Copy the records from the line containing "Given the image above, detect wave" through the end of the records, inclusive, swapping "Matches" for "Results" and leaving everything else as it stands.

=== Material for the task ===

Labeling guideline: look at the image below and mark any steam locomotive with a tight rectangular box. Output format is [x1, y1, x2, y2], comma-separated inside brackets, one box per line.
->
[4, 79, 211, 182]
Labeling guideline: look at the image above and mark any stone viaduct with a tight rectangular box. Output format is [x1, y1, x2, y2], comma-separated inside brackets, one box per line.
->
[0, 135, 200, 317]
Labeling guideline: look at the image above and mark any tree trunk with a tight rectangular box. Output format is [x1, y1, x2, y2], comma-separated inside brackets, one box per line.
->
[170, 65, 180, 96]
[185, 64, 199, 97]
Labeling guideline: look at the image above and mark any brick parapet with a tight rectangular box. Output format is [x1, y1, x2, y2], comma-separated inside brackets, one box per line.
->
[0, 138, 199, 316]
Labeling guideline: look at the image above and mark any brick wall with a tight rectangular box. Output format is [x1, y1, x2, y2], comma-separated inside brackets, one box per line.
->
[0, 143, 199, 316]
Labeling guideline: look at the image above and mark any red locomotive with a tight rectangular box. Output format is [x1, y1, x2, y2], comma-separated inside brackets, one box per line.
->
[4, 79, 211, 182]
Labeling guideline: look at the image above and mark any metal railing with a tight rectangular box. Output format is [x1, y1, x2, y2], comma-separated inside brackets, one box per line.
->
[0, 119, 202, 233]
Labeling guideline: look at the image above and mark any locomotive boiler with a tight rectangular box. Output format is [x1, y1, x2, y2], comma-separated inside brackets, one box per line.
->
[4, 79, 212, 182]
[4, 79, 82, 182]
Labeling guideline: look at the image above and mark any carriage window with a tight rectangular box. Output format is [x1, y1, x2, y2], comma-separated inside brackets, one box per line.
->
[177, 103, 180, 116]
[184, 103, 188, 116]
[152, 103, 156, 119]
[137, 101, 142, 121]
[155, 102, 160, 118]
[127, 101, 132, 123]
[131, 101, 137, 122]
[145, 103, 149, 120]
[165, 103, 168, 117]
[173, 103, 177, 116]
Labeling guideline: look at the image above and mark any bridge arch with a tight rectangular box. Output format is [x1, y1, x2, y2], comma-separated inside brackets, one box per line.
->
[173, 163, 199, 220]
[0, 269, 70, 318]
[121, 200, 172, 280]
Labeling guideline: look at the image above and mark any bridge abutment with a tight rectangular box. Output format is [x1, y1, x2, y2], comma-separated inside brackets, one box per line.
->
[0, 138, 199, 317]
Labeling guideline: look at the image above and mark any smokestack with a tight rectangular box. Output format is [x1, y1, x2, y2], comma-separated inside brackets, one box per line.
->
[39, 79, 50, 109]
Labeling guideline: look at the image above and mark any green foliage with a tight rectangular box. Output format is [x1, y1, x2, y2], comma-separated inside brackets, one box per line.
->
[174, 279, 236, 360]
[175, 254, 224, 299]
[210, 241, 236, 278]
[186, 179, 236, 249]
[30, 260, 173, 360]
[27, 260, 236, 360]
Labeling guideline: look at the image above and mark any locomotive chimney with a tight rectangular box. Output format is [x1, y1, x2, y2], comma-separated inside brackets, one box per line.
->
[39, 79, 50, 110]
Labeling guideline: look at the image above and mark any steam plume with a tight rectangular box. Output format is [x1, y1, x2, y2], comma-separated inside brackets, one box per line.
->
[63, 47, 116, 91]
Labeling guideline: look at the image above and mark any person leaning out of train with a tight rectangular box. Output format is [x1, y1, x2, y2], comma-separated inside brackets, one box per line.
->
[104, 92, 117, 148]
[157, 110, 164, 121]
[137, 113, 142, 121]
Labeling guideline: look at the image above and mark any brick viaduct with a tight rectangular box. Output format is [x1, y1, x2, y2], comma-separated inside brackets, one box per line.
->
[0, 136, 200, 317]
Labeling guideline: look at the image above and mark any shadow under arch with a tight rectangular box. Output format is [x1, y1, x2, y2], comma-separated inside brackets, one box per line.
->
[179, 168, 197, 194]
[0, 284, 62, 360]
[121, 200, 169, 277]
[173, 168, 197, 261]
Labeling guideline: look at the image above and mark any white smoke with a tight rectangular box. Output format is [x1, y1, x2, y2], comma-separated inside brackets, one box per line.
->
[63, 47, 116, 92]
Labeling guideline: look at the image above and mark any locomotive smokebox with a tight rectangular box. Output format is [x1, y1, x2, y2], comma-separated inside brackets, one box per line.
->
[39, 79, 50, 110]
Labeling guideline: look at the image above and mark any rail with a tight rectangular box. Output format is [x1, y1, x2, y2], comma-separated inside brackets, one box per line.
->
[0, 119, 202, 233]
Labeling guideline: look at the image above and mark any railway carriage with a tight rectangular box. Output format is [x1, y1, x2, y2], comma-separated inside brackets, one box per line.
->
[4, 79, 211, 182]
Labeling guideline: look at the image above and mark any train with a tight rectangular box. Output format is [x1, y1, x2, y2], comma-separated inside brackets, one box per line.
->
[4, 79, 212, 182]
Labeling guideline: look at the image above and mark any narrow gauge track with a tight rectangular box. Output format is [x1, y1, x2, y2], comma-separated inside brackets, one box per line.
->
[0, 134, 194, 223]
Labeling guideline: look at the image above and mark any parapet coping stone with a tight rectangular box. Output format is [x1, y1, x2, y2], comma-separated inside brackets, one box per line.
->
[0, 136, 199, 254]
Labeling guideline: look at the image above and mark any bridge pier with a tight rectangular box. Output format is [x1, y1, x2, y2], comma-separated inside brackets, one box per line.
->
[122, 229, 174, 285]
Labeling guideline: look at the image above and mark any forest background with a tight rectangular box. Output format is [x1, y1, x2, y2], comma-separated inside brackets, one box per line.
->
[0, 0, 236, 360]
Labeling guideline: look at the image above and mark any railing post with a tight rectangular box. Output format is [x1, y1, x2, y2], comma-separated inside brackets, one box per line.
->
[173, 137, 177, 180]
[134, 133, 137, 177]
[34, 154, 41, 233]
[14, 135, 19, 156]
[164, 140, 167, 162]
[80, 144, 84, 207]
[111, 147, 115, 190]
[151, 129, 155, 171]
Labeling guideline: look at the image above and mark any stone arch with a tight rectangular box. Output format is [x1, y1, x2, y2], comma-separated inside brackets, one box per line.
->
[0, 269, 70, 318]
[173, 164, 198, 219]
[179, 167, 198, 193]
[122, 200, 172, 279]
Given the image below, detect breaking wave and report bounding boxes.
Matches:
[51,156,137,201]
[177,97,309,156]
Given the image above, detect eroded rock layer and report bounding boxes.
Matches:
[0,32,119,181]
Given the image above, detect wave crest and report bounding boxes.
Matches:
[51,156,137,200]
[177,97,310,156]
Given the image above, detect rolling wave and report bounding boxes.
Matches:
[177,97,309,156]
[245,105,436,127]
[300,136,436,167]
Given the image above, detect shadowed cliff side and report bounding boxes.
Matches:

===

__Answer to the task__.
Given the image above, detect wave crest and report bounding boxes.
Results:
[51,156,137,200]
[177,97,310,156]
Given the image above, detect rolling wave and report bounding boxes.
Results:
[177,97,309,156]
[245,105,436,127]
[300,136,436,167]
Given the image above, detect shadowed cliff side and report bounding boxes.
Results:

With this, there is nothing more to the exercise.